Soal:
Salinlah seluruh baris di bawah ini tanpa mengubah apa pun, tetapi jangan sertakan gambarnya dalam jawaban.

(Butir dari sebuah dataset)
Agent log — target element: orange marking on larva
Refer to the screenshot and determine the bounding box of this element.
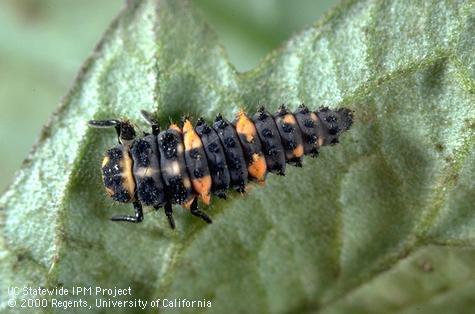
[293,144,303,157]
[282,113,297,124]
[310,112,318,122]
[102,156,109,168]
[119,149,135,201]
[183,119,203,150]
[247,153,267,182]
[168,123,181,133]
[105,186,114,196]
[181,196,196,209]
[317,137,324,146]
[191,175,212,205]
[236,109,257,143]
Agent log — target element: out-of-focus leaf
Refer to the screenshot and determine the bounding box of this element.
[0,0,475,313]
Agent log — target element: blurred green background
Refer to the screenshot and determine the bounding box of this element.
[0,0,338,191]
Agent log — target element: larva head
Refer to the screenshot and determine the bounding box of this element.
[315,107,353,145]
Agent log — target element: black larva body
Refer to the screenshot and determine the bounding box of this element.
[89,105,352,227]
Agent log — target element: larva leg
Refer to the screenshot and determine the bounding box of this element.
[111,201,143,223]
[190,197,213,224]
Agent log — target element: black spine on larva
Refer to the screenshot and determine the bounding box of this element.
[274,105,303,166]
[213,115,248,193]
[252,107,286,175]
[157,129,193,204]
[130,135,166,206]
[294,104,319,157]
[195,119,231,197]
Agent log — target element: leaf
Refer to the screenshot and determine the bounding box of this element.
[0,0,475,313]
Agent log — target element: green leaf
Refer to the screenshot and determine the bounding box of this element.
[0,0,475,313]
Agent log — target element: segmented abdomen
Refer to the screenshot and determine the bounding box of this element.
[111,105,352,207]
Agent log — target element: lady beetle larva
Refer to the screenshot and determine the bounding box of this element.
[89,105,352,228]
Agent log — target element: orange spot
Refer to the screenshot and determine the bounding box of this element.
[318,137,324,146]
[236,109,257,143]
[168,123,181,133]
[183,119,203,150]
[191,175,212,205]
[181,196,195,209]
[310,112,318,122]
[119,148,135,201]
[102,156,109,168]
[293,144,303,157]
[247,153,267,182]
[106,187,114,196]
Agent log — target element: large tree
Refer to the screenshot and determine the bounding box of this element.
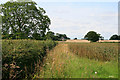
[84,31,101,42]
[1,1,50,39]
[110,34,120,40]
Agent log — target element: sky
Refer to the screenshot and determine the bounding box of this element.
[1,0,118,39]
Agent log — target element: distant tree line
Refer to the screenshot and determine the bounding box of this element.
[77,31,120,42]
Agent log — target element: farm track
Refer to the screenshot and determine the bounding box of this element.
[36,44,118,78]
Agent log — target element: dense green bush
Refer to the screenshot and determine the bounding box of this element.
[2,40,56,79]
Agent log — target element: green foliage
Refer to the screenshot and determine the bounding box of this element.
[46,31,70,41]
[110,34,120,40]
[84,31,101,42]
[1,1,51,39]
[2,40,56,80]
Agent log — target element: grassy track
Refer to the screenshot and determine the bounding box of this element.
[34,44,118,78]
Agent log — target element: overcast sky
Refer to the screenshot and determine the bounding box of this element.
[1,0,118,39]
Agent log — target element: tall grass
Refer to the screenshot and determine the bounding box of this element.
[69,43,118,61]
[2,40,56,80]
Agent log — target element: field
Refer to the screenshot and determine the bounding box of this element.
[2,40,118,79]
[2,40,57,80]
[34,43,118,78]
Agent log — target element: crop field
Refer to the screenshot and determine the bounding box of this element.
[2,40,118,79]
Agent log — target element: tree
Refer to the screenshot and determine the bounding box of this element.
[55,33,70,41]
[110,34,120,40]
[84,31,100,42]
[74,38,77,40]
[1,1,50,39]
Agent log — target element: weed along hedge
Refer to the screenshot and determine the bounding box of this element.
[2,40,57,80]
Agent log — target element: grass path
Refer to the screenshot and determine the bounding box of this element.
[35,44,118,78]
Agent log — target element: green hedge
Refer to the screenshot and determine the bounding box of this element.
[2,40,57,80]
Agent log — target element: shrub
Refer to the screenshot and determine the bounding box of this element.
[2,40,56,80]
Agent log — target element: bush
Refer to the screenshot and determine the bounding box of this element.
[2,40,56,80]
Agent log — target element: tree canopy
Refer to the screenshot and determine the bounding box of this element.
[46,31,70,41]
[110,34,120,40]
[84,31,101,42]
[1,1,51,39]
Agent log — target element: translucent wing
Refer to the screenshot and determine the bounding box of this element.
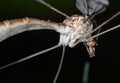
[76,0,109,15]
[0,18,60,41]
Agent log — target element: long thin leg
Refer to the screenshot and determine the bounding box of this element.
[83,43,95,57]
[36,0,69,18]
[73,11,120,47]
[0,44,60,70]
[90,24,120,39]
[53,46,65,83]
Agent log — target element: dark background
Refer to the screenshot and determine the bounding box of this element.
[0,0,120,83]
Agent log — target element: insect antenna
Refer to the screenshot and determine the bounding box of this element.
[36,0,69,18]
[73,11,120,47]
[53,46,65,83]
[0,44,60,70]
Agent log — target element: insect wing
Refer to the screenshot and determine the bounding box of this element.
[76,0,109,15]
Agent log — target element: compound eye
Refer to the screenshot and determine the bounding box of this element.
[89,41,96,47]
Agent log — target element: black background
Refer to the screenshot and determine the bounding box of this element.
[0,0,120,83]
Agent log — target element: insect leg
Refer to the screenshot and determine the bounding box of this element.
[83,42,95,57]
[90,24,120,39]
[74,11,120,46]
[0,44,60,70]
[53,46,65,83]
[36,0,69,18]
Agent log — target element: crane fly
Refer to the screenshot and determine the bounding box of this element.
[0,0,120,83]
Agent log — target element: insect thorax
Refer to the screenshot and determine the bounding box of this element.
[58,15,93,47]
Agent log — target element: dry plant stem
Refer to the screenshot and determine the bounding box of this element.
[53,46,65,83]
[0,44,60,70]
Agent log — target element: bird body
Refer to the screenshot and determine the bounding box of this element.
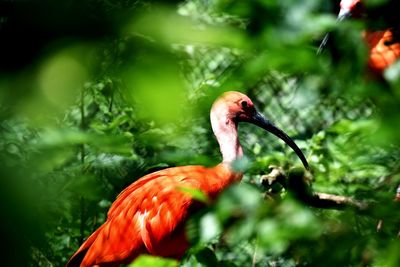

Jawaban Latihan:
Agent log — target element: orange marking on larva
Refer to the screenshot and determine the bounding box of this element.
[293,144,303,157]
[282,113,297,124]
[310,112,318,122]
[102,156,109,168]
[119,149,135,201]
[183,119,203,150]
[247,153,267,182]
[168,123,181,133]
[105,186,114,196]
[181,196,196,209]
[317,137,324,146]
[191,175,212,205]
[236,109,257,143]
Agent log — target element: out-of-focus leaf
Refer to the screenshot and determine the bounding box of this element.
[0,0,475,313]
Agent log — target element: blurred green background
Refer to the screenshot and determine the bounding box of this element.
[0,0,338,191]
Agent log — target element: larva head
Refer to the screenshot and determine the bounding box of this element.
[315,107,353,145]
Agent log — target element: black larva body
Refer to the screenshot and determine the bounding box of this element.
[89,105,352,227]
Agent log — target element: larva leg
Refer to the screenshot and determine the bounding box of this element.
[111,201,143,223]
[190,197,213,224]
Agent log — target element: black spine on larva
Refer to the screenshot and determine the bounding box of this element.
[274,105,303,166]
[213,115,248,193]
[252,107,286,175]
[157,129,193,204]
[130,135,166,206]
[294,104,319,157]
[195,119,231,197]
Agent log — target element: leaf
Refer to the screenshot and determine the bounding box of this element.
[0,0,475,313]
Agent log — target element: green leaf
Refer to the screenshot and determine the bounding box of this element.
[0,0,475,313]
Agent log — target element: segmented abdomen
Refer to the screenshot and determine the bounding box of this element.
[111,105,352,207]
Agent log — target element: lady beetle larva
Refer to the screenshot and determine the bounding box of this element.
[89,105,352,228]
Agent log — target element: orange spot
Refer to the screenshot and determine the bounding box of this element.
[318,137,324,146]
[236,109,257,143]
[168,123,181,133]
[183,119,203,150]
[191,175,212,205]
[181,196,195,209]
[310,112,318,122]
[119,148,135,201]
[102,156,109,168]
[293,144,303,157]
[247,153,267,182]
[106,187,114,196]
Agent log — target element: large tree
Refer to the screenshot and determine the bounding box of this element.
[84,31,101,42]
[1,1,50,39]
[110,34,120,40]
Agent log — target element: sky
Refer to the screenshot and determine the bounding box of this element.
[1,0,118,39]
Agent log — target element: distant tree line
Refer to the screenshot and determine the bounding box of this element.
[77,31,120,42]
Agent log — target element: farm track
Refer to the screenshot and determine the bounding box of this element.
[36,44,118,78]
Agent log — target element: dense green bush
Refer to the screenshot and determine the bounding box of this element.
[2,40,56,79]
Agent log — target element: green foliage
Refer to the screenshot and determine the bounding box of this element.
[46,31,70,41]
[110,34,120,40]
[84,31,101,42]
[1,1,51,39]
[2,40,56,80]
Agent log — target element: grassy track
Refer to the screenshot and determine the bounding box of this element.
[34,44,118,78]
Agent log — target element: overcast sky
Refer to the screenshot and determine the bounding box of this element.
[1,0,118,39]
Agent log — target element: tall grass
Refer to the screenshot and determine the bounding box of this element.
[69,43,118,61]
[2,40,56,80]
Agent log — target element: field
Refer to the screenshot and determine the bounding box of this element.
[2,40,118,79]
[2,40,57,80]
[34,43,118,78]
Agent log — target element: crop field
Refer to the screenshot and determine the bounding box of this element.
[2,40,118,79]
Agent log — target element: tree
Refer to the screenshot and determine the bounding box of this element.
[55,33,70,41]
[110,34,120,40]
[84,31,100,42]
[74,38,77,40]
[1,1,50,39]
Agent log — target element: weed along hedge
Refer to the screenshot and determine the bounding box of this element.
[2,40,57,80]
Agent log — target element: grass path
Refer to the screenshot and determine the bounding box of this element.
[35,44,118,78]
Agent log — target element: green hedge
Refer to the screenshot and determine the bounding box of this element.
[2,40,57,80]
Agent log — target element: shrub
Refer to the screenshot and determine the bounding box of this element.
[2,40,56,80]
Agent log — target element: bush
Refer to the screenshot and determine the bounding box of this element.
[2,40,56,80]
Agent log — target element: tree canopy
Refer to the screenshot and determine the bounding box of this element.
[46,31,70,41]
[110,34,120,40]
[84,31,101,42]
[1,1,51,39]
Agent log — target element: translucent wing
Refer to the screenshot and determine the bounding box of this element.
[76,0,109,15]
[0,18,60,41]
Agent log — target element: long thin leg
Refer to the screenshot and determine the bounding box of this element.
[83,43,95,57]
[36,0,69,18]
[73,11,120,47]
[0,44,60,70]
[90,24,120,39]
[53,46,65,83]
Agent log — target element: dark background
Refer to the screenshot and determine the bounding box of this element.
[0,0,120,83]
Agent log — target element: insect antenna
Refer to the screenshot and determine the bounding box of this element.
[36,0,69,18]
[73,11,120,47]
[53,46,65,83]
[0,44,60,70]
Agent log — target element: insect wing
Refer to the screenshot and determine the bounding box of this element.
[76,0,109,15]
Agent log — target element: compound eye
Refer to the screenshot and determine the bounding box of this element.
[89,41,96,47]
Agent log — target element: black background
Refer to the screenshot and determine the bounding box of this element.
[0,0,120,83]
Agent log — target element: insect leg
Refer to the screenshot and determine the bounding box of this element.
[83,42,95,57]
[90,24,120,39]
[74,11,120,46]
[0,44,60,70]
[53,46,65,83]
[36,0,69,18]
Agent log — target element: crane fly
Refer to the screenshot and determine the bounding box of this element.
[0,0,120,83]
Agent log — target element: insect thorax
Refer to the screenshot and determine the bounding box of this element.
[58,15,93,47]
Agent log — target element: dry plant stem
Refer to the screenshot and determine the bounding box of this element.
[53,46,65,83]
[0,44,60,70]
Agent log — target element: bird body
Refer to the screenshot and determine the bounding box of this element.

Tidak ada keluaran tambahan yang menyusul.